Saved entries
:::::

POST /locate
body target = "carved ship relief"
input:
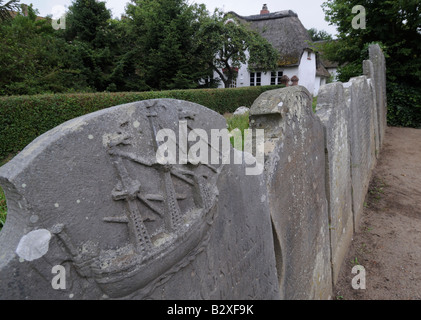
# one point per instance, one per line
(152, 256)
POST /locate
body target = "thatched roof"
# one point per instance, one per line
(321, 70)
(284, 31)
(327, 63)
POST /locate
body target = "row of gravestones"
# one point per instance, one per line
(94, 214)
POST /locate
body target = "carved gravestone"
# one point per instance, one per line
(379, 76)
(334, 114)
(295, 178)
(360, 99)
(89, 200)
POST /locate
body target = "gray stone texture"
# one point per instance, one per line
(90, 196)
(334, 114)
(295, 178)
(361, 132)
(379, 62)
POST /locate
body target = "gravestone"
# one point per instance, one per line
(360, 100)
(334, 114)
(93, 214)
(368, 68)
(379, 66)
(295, 178)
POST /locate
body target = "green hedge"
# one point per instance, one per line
(404, 105)
(23, 118)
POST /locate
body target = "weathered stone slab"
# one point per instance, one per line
(369, 73)
(359, 97)
(295, 177)
(334, 114)
(379, 66)
(89, 200)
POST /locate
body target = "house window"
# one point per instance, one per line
(275, 77)
(255, 79)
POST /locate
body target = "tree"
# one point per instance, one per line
(396, 26)
(33, 59)
(5, 9)
(228, 44)
(87, 30)
(163, 36)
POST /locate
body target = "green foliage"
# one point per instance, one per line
(404, 105)
(23, 118)
(163, 43)
(224, 40)
(317, 35)
(396, 25)
(34, 60)
(6, 7)
(240, 122)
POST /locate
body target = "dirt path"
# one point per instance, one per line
(388, 244)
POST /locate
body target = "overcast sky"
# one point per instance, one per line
(309, 11)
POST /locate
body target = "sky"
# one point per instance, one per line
(309, 11)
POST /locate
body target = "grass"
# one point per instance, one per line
(240, 122)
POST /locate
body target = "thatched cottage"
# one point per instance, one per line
(287, 34)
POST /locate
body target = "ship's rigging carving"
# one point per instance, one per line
(133, 268)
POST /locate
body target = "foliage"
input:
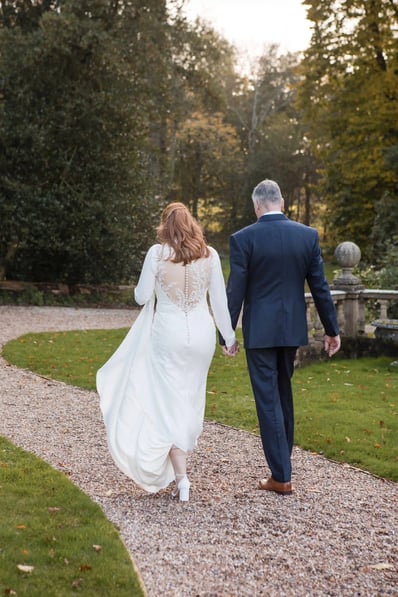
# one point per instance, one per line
(54, 539)
(209, 166)
(345, 409)
(74, 119)
(348, 97)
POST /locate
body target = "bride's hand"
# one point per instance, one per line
(232, 350)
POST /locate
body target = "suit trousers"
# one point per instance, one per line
(271, 370)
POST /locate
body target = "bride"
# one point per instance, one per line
(152, 390)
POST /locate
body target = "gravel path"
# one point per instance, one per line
(336, 536)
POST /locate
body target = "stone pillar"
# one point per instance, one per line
(348, 255)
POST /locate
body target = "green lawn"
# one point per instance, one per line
(53, 539)
(345, 409)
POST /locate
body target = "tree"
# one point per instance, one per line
(263, 110)
(208, 164)
(76, 110)
(349, 97)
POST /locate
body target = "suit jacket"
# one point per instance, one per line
(270, 262)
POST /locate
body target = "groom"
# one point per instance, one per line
(269, 264)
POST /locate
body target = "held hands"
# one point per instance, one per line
(332, 344)
(232, 351)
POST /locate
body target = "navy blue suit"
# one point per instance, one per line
(269, 264)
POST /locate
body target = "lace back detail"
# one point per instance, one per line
(185, 286)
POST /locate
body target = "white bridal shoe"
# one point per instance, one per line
(182, 490)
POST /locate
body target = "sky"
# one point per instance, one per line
(253, 24)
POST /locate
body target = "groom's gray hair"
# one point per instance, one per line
(267, 192)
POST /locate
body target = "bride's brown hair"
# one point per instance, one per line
(179, 229)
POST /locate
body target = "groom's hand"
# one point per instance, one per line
(332, 344)
(232, 350)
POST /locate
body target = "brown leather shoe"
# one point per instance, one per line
(272, 485)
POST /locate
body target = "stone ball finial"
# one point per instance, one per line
(347, 254)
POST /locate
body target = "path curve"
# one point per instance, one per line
(336, 536)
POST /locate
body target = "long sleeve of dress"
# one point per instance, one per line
(218, 300)
(145, 288)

:::::

_What needs to be done_: Search the records above for the string "gray". Copy every line that contains it.

_Solution to this problem_:
body target = "gray stone texture"
body target = "groom's gray hair"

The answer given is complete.